# Challenge:
Begin at the line containing "# test: put a marker on the water surface, one" and give again every line to the end of the records, exactly, without the pictures.

# Records shown:
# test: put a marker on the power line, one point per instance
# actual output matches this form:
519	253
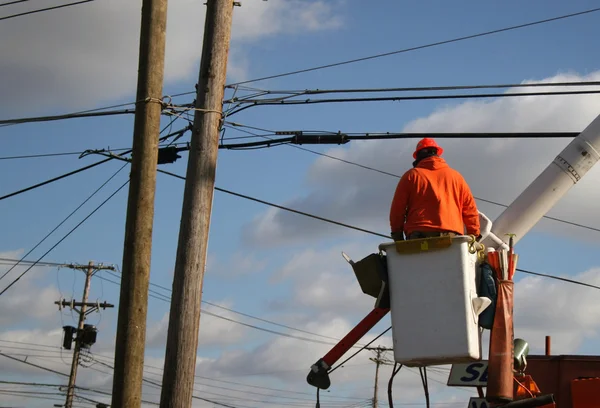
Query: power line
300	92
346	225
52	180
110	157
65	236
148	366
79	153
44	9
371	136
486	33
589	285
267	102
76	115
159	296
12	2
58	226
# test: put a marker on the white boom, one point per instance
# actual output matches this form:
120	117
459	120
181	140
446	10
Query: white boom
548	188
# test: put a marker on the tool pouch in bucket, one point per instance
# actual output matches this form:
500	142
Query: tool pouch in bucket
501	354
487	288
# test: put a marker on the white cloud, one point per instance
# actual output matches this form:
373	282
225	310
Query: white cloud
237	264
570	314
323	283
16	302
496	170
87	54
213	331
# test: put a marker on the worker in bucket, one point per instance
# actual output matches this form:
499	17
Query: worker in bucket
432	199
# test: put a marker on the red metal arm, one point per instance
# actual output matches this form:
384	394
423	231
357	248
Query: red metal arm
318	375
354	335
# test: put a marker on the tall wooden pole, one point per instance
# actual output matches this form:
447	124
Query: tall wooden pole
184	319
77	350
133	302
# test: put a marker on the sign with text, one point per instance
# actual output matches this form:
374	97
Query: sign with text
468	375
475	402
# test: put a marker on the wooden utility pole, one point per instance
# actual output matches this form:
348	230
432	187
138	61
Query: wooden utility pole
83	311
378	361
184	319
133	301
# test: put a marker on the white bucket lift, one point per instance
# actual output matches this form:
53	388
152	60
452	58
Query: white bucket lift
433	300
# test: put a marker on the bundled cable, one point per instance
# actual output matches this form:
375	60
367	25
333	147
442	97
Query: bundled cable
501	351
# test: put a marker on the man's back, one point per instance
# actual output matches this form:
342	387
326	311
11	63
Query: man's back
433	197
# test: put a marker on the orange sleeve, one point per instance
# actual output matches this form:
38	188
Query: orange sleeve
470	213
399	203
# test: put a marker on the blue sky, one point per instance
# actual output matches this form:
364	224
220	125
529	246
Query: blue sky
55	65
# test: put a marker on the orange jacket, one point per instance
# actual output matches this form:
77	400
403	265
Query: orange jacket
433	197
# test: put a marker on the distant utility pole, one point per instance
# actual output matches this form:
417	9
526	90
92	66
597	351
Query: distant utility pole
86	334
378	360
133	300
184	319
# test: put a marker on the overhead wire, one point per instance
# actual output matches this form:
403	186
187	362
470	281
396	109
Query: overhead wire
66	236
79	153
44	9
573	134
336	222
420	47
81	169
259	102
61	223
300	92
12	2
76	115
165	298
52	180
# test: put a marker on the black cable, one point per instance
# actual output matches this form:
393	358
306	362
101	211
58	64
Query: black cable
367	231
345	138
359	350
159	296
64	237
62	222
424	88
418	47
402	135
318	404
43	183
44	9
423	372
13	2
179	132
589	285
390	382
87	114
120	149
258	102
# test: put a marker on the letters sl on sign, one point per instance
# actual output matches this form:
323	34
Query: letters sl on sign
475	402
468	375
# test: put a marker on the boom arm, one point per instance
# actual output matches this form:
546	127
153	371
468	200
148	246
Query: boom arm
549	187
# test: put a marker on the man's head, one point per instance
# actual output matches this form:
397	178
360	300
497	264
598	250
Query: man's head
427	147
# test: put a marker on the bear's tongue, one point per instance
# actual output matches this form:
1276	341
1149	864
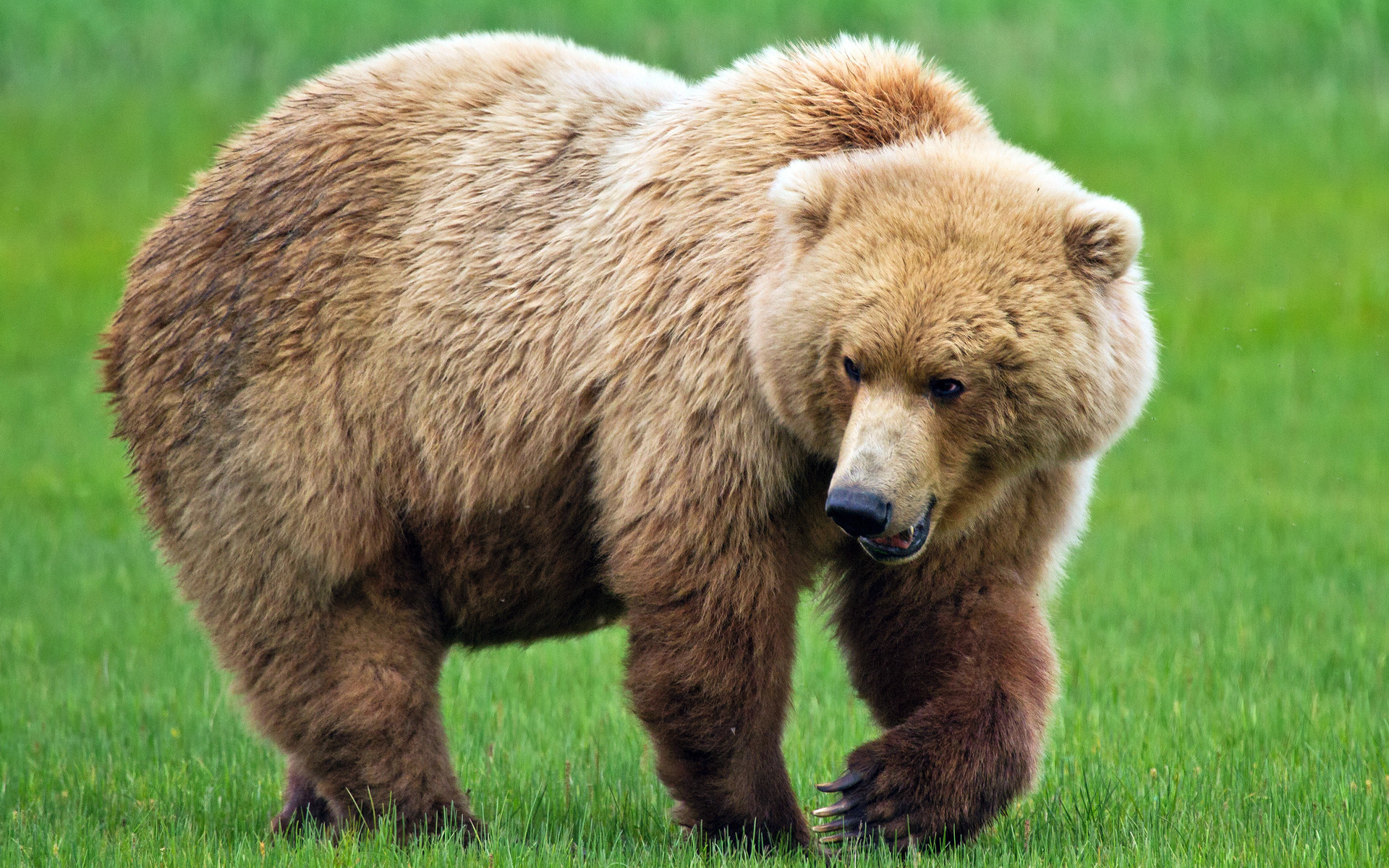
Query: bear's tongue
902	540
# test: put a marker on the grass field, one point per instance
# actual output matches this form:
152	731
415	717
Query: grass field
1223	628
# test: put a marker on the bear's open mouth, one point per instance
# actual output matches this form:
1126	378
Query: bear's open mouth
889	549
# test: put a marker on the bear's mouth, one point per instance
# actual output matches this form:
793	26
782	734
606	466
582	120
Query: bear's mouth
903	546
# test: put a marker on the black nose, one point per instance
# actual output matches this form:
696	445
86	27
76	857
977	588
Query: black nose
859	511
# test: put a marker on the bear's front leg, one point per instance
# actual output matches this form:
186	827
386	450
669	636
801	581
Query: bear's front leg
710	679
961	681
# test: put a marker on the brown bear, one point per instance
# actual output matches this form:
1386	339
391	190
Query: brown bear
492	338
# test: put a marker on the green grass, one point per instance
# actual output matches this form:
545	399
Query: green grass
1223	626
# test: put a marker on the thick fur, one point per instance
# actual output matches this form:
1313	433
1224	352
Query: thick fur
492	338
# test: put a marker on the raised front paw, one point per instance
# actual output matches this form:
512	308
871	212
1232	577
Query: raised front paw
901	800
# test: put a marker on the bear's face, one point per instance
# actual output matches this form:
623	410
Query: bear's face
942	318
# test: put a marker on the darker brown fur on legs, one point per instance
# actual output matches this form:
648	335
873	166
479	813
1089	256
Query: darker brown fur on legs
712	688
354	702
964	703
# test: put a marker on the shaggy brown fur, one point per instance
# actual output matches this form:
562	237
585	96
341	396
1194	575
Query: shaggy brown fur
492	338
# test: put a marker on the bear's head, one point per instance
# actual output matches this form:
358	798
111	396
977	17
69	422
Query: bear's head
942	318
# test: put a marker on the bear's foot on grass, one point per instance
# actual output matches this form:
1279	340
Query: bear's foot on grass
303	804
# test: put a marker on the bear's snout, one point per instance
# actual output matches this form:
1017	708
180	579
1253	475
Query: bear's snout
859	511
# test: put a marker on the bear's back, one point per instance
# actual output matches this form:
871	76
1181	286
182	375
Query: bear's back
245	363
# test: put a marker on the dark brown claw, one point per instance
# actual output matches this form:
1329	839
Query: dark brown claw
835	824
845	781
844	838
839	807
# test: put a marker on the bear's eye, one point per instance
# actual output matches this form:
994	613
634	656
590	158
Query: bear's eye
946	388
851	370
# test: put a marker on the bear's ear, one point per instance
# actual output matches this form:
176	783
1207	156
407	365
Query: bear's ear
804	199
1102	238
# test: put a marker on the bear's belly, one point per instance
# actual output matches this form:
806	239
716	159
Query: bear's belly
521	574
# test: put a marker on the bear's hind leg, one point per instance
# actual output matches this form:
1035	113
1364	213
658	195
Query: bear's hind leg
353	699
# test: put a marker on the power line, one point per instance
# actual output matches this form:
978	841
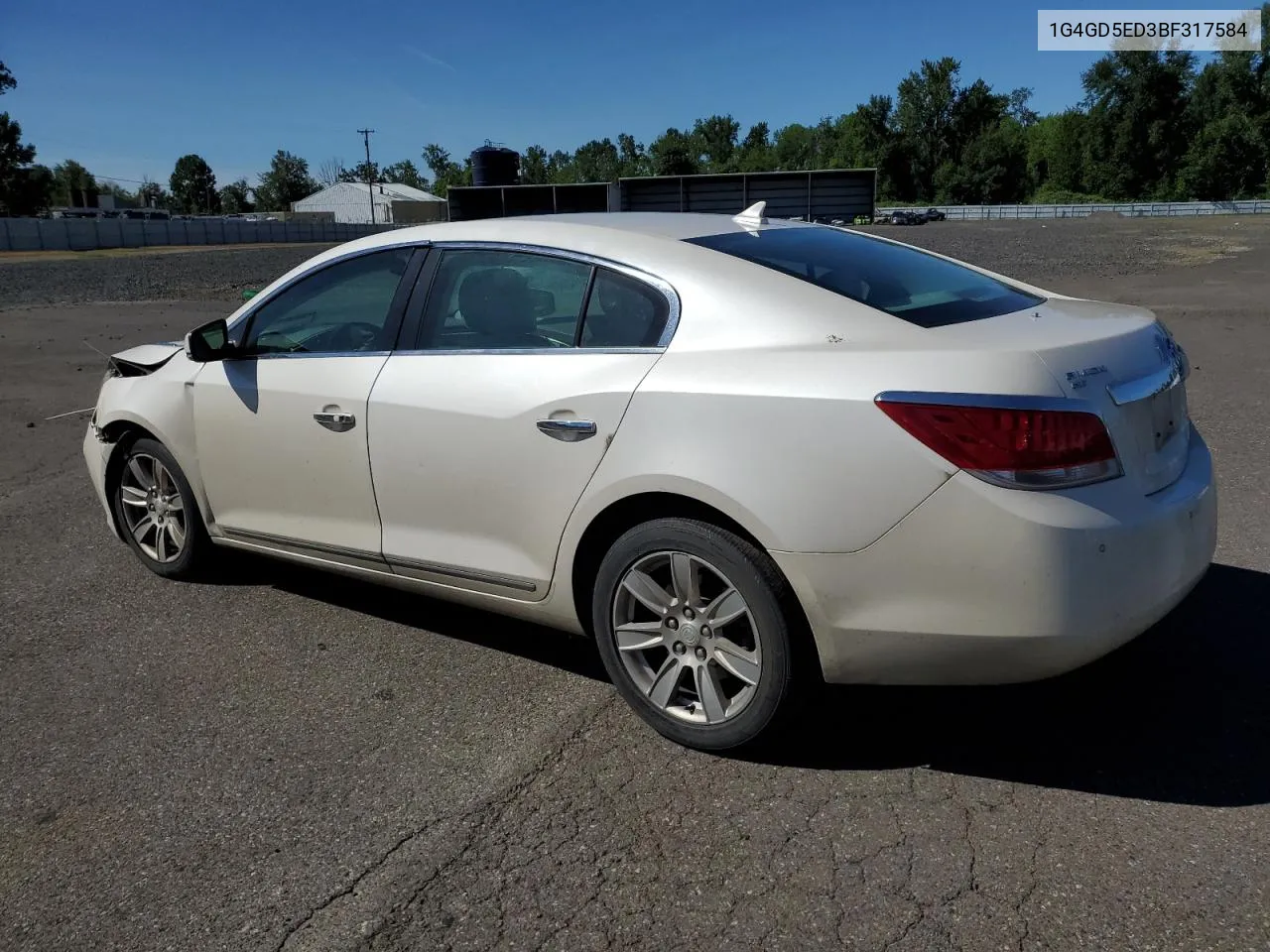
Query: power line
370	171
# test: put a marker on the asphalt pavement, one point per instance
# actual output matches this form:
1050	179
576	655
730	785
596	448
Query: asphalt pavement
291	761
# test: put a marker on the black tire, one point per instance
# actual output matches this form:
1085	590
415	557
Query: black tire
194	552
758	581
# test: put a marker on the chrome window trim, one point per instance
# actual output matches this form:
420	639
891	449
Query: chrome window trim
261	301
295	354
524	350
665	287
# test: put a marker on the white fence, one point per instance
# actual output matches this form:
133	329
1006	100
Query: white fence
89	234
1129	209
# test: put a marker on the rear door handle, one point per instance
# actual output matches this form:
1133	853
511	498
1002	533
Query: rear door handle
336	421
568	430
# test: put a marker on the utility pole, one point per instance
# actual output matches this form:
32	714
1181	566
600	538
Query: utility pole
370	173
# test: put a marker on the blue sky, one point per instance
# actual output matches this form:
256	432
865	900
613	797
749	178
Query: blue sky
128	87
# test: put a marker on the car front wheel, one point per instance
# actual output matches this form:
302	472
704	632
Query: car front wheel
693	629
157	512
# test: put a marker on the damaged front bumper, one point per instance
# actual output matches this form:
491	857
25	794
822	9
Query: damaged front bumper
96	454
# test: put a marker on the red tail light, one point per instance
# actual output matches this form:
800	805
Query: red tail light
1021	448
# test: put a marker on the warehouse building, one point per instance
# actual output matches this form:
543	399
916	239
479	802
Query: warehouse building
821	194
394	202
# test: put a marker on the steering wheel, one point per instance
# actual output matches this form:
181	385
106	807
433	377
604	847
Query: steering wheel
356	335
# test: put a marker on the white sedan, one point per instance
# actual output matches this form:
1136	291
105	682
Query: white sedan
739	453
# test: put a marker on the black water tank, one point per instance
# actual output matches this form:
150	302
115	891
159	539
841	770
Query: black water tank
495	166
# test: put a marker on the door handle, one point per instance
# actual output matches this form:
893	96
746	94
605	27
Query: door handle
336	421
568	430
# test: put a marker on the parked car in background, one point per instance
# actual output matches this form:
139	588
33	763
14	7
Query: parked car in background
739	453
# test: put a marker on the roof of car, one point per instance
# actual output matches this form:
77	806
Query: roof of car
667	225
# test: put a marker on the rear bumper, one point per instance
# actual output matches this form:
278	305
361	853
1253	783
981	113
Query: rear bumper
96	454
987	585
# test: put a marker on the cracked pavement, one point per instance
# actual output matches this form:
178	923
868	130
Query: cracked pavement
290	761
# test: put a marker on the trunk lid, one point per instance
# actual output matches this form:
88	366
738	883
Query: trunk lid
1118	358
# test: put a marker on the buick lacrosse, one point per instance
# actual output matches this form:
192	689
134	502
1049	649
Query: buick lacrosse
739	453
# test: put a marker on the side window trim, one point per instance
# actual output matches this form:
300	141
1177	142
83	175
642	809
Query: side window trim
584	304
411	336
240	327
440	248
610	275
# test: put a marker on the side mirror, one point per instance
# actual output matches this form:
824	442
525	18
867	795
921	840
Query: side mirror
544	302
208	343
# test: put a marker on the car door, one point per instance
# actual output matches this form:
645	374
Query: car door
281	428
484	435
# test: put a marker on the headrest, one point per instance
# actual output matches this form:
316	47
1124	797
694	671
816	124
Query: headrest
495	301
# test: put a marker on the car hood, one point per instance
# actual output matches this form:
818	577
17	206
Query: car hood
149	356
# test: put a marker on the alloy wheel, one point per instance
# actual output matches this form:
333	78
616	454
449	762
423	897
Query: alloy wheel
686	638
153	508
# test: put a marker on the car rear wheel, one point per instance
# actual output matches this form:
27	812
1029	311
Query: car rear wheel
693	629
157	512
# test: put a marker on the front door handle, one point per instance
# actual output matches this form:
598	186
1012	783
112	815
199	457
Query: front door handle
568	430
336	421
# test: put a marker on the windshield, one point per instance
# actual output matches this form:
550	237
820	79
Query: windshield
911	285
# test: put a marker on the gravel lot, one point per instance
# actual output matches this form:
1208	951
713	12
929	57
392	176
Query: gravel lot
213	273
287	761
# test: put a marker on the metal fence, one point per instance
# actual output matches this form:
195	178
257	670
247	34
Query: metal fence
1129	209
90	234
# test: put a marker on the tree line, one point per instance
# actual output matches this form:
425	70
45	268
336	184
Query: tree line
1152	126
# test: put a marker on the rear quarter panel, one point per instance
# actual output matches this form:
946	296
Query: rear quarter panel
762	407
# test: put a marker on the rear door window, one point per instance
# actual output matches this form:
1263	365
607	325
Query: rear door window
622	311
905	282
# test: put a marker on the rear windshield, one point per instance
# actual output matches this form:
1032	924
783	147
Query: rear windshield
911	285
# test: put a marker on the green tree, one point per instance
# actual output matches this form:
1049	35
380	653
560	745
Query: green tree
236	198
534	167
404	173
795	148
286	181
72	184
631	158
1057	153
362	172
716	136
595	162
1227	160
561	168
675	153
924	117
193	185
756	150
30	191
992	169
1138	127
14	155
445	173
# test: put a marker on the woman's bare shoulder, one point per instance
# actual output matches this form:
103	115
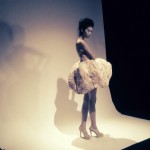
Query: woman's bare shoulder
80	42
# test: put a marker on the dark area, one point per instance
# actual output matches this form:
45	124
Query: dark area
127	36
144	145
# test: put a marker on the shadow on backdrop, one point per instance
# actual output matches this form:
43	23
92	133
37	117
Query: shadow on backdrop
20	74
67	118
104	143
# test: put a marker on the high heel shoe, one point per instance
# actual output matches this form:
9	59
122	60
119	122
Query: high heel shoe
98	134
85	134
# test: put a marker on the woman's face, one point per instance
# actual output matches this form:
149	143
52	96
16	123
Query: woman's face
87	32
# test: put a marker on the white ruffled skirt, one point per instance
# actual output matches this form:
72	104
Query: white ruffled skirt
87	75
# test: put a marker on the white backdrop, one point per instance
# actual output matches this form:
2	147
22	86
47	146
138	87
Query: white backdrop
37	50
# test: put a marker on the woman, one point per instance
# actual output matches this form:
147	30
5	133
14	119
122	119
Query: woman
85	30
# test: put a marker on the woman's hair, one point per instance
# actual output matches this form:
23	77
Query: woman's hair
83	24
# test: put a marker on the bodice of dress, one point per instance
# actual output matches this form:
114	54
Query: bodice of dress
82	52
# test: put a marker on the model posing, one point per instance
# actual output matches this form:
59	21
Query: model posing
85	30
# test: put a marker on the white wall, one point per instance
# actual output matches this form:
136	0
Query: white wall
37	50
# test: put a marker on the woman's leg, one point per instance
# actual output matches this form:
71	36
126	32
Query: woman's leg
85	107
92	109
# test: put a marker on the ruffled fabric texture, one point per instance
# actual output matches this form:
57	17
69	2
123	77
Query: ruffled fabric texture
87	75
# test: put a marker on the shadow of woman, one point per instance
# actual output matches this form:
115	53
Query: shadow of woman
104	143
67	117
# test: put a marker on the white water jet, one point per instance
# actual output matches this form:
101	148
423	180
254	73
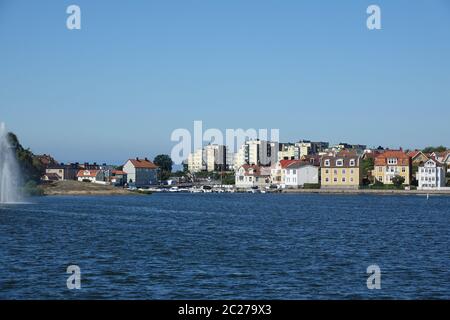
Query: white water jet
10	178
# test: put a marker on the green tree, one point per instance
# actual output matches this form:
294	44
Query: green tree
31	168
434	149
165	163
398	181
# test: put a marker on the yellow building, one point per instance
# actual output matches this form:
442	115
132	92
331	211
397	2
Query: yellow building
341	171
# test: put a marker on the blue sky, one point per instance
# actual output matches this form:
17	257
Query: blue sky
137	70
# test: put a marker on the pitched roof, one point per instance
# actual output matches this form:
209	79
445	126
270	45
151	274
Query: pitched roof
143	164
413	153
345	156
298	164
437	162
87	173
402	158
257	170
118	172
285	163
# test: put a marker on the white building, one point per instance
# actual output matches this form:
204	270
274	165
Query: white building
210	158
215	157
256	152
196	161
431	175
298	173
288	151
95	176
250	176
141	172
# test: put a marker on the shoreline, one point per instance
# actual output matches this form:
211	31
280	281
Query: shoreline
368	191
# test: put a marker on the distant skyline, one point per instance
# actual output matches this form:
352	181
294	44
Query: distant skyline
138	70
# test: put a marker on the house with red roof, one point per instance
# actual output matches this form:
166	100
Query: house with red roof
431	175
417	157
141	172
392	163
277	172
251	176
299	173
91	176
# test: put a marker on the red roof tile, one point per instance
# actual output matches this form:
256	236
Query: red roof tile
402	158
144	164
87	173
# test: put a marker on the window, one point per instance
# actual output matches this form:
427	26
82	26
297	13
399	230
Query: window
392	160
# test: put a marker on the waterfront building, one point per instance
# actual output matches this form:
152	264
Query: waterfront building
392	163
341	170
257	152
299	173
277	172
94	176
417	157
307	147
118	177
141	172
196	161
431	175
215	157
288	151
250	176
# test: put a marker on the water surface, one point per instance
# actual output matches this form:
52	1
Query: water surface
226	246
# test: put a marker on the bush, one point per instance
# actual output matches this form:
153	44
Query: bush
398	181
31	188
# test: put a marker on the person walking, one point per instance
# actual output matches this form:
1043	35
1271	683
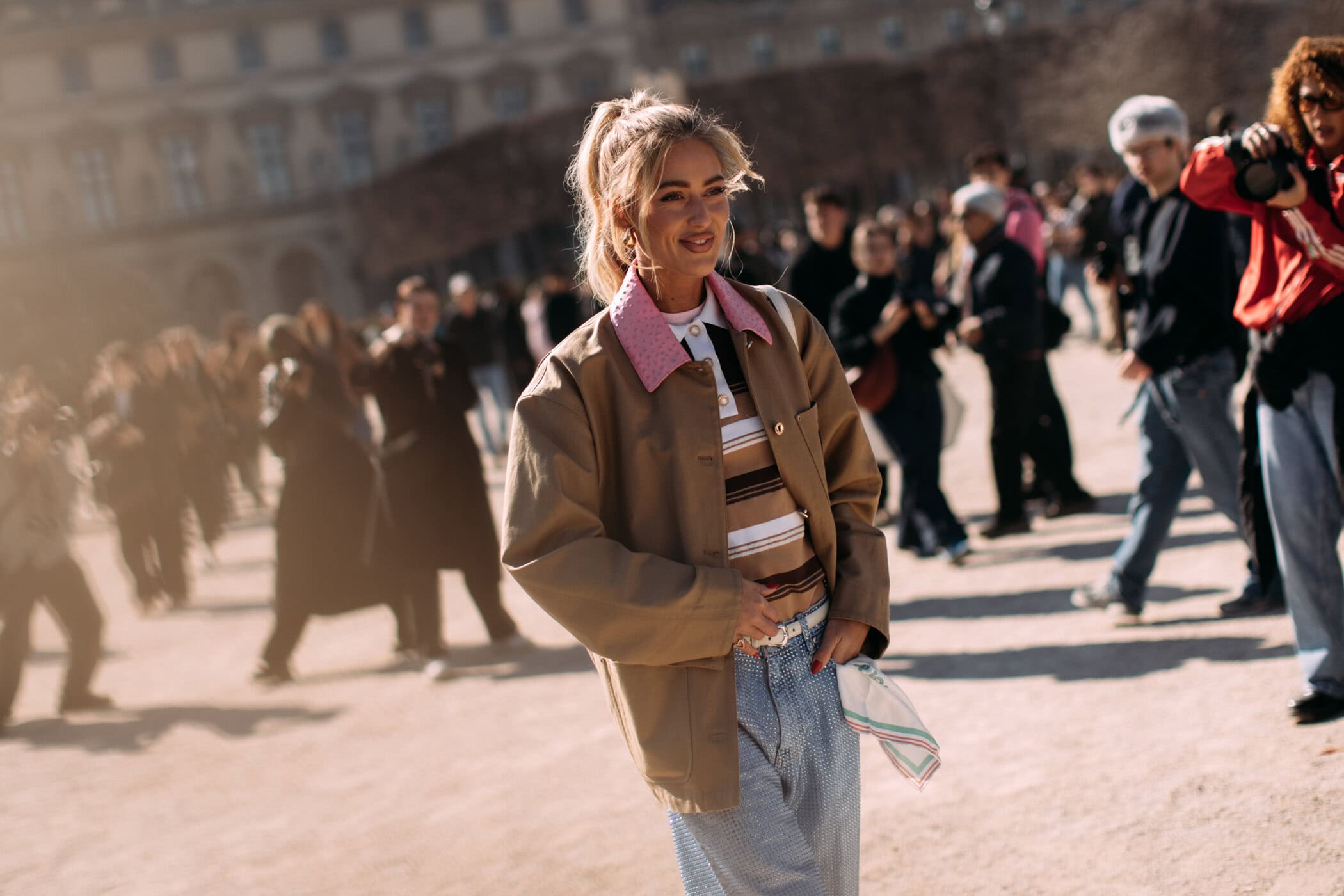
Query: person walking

# Result:
# test: put a marker on the water surface, one point per instance
# actual output matches this form:
52	1
Query: water surface
226	246
# test: put a marker on the bush, one point per instance
# actual output matches this form:
153	44
Query: bush
398	181
31	188
# test: put a marker on the person walking, one point per instance
# actual output matches this form:
1043	35
1271	683
Query: person walking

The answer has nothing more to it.